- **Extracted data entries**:
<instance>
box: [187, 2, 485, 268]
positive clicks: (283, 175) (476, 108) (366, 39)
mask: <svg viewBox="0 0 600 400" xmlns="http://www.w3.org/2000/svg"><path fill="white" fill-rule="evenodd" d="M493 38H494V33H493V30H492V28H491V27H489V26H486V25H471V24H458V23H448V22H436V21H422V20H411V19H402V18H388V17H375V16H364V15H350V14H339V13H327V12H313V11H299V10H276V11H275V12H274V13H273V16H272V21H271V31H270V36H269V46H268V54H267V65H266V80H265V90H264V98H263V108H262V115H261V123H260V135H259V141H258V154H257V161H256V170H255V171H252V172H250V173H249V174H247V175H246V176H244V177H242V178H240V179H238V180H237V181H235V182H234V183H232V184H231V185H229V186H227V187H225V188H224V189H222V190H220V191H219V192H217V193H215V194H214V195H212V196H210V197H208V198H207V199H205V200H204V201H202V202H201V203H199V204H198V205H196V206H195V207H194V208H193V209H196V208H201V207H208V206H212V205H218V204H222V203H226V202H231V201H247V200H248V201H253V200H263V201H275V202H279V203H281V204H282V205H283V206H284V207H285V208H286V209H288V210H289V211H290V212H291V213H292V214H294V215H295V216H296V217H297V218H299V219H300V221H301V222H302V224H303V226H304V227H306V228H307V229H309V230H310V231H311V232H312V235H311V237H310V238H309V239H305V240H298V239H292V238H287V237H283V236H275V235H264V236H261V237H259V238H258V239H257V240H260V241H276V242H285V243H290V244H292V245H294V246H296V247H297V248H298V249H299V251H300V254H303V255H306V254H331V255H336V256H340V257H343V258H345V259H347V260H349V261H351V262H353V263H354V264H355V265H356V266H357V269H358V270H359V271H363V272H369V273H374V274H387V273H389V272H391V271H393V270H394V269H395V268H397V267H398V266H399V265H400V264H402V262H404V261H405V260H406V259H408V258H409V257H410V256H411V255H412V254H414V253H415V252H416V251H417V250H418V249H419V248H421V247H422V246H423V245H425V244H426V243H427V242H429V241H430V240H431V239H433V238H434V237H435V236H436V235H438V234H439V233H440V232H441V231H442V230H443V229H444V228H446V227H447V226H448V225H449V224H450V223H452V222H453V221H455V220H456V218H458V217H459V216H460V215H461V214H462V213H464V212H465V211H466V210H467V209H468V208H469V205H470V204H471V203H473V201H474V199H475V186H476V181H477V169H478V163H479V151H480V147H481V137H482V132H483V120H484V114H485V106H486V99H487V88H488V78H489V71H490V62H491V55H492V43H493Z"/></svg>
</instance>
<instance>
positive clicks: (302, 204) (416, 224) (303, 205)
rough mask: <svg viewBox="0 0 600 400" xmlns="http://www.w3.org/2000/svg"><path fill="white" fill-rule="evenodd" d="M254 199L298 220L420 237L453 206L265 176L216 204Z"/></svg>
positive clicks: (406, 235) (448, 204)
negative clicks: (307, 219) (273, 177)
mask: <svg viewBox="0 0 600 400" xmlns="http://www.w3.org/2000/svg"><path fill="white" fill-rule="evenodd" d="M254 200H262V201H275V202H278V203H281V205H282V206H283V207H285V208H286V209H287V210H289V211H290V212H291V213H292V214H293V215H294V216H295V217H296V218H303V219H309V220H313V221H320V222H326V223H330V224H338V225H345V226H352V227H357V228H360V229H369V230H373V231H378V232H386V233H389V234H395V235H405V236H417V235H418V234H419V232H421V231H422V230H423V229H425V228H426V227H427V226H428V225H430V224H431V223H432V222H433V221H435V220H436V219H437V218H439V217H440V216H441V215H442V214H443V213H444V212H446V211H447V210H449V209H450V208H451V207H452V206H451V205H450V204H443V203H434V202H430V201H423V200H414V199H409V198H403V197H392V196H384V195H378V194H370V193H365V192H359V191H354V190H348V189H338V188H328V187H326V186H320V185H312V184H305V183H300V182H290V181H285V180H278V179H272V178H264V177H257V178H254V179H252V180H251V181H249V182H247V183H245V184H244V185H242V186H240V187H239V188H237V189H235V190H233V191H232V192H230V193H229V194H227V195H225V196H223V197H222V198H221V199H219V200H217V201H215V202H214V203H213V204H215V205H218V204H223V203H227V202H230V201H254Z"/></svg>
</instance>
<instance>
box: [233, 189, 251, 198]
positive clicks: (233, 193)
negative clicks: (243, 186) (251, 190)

- **WORK ORDER**:
Every entry, from first to last, is to be reproduced exactly.

- **FINISHED EXERCISE**:
<instance>
box: [187, 2, 485, 268]
positive clicks: (283, 175) (476, 108) (366, 39)
mask: <svg viewBox="0 0 600 400" xmlns="http://www.w3.org/2000/svg"><path fill="white" fill-rule="evenodd" d="M493 38H494V33H493V30H492V28H491V27H489V26H486V25H471V24H458V23H448V22H436V21H422V20H411V19H402V18H388V17H375V16H364V15H350V14H339V13H327V12H313V11H299V10H276V11H275V12H274V13H273V16H272V21H271V31H270V36H269V46H268V54H267V65H266V80H265V90H264V98H263V108H262V115H261V123H260V135H259V141H258V154H257V161H256V170H255V171H252V172H250V173H249V174H247V175H246V176H244V177H242V178H240V179H238V180H237V181H235V182H234V183H232V184H231V185H229V186H227V187H225V188H224V189H222V190H220V191H219V192H217V193H215V194H214V195H212V196H210V197H208V198H207V199H205V200H204V201H202V202H201V203H199V204H198V205H196V206H195V207H194V208H193V209H196V208H201V207H208V206H212V205H218V204H222V203H226V202H231V201H247V200H248V201H253V200H263V201H275V202H279V203H281V204H282V205H283V206H284V207H285V208H286V209H288V210H289V211H290V212H291V213H292V214H294V215H295V216H296V217H297V218H299V219H300V221H301V222H302V224H303V226H304V227H306V228H307V229H309V230H310V231H311V232H312V235H311V237H310V238H309V239H305V240H298V239H292V238H287V237H283V236H275V235H264V236H261V237H259V238H258V239H257V240H260V241H276V242H285V243H290V244H292V245H294V246H296V247H297V248H298V249H299V251H300V254H303V255H306V254H331V255H336V256H340V257H343V258H345V259H347V260H349V261H351V262H353V263H354V264H355V265H356V266H357V269H358V270H359V271H363V272H369V273H374V274H387V273H389V272H391V271H393V270H394V269H395V268H397V267H398V266H399V265H400V264H402V262H404V261H405V260H406V259H408V258H409V257H410V256H411V255H412V254H414V253H415V252H416V251H417V250H418V249H419V248H421V247H422V246H423V245H425V244H426V243H427V242H429V241H430V240H431V239H433V238H434V237H435V236H436V235H438V234H439V233H440V232H441V231H442V230H443V229H444V228H446V227H447V226H448V225H449V224H450V223H452V222H453V221H455V220H456V218H458V217H459V216H460V215H461V214H462V213H464V212H465V211H466V210H467V209H468V208H469V205H470V204H471V203H473V201H474V199H475V186H476V181H477V169H478V163H479V151H480V147H481V137H482V132H483V120H484V114H485V106H486V99H487V88H488V78H489V71H490V62H491V55H492V43H493Z"/></svg>
</instance>
<instance>
positive clicks: (302, 204) (416, 224) (303, 205)
rough mask: <svg viewBox="0 0 600 400" xmlns="http://www.w3.org/2000/svg"><path fill="white" fill-rule="evenodd" d="M254 199L298 220L420 237L453 206L265 176L216 204Z"/></svg>
positive clicks: (406, 235) (448, 204)
negative clicks: (307, 219) (273, 177)
mask: <svg viewBox="0 0 600 400" xmlns="http://www.w3.org/2000/svg"><path fill="white" fill-rule="evenodd" d="M254 200H262V201H275V202H278V203H281V205H282V206H283V207H285V208H286V209H287V210H289V211H290V212H291V213H292V214H293V215H294V216H295V217H296V218H303V219H309V220H313V221H320V222H326V223H330V224H338V225H345V226H352V227H357V228H360V229H369V230H373V231H378V232H386V233H389V234H395V235H405V236H417V235H418V234H419V232H421V231H422V230H423V229H425V228H426V227H427V226H428V225H430V224H431V223H432V222H433V221H435V220H436V219H437V218H439V217H440V216H441V215H442V214H443V213H444V212H446V211H447V210H449V209H450V208H451V207H452V206H451V205H450V204H443V203H434V202H430V201H423V200H414V199H409V198H403V197H392V196H384V195H378V194H370V193H365V192H359V191H354V190H348V189H338V188H328V187H326V186H320V185H312V184H305V183H300V182H290V181H285V180H278V179H272V178H264V177H257V178H254V179H252V180H251V181H249V182H247V183H245V184H244V185H242V186H240V187H239V188H237V189H235V190H233V191H232V192H230V193H229V194H227V195H225V196H223V197H222V198H221V199H219V200H217V201H215V202H214V203H213V204H215V205H218V204H223V203H227V202H230V201H254Z"/></svg>
</instance>
<instance>
box: [233, 189, 251, 198]
positive clicks: (233, 193)
negative clicks: (243, 186) (251, 190)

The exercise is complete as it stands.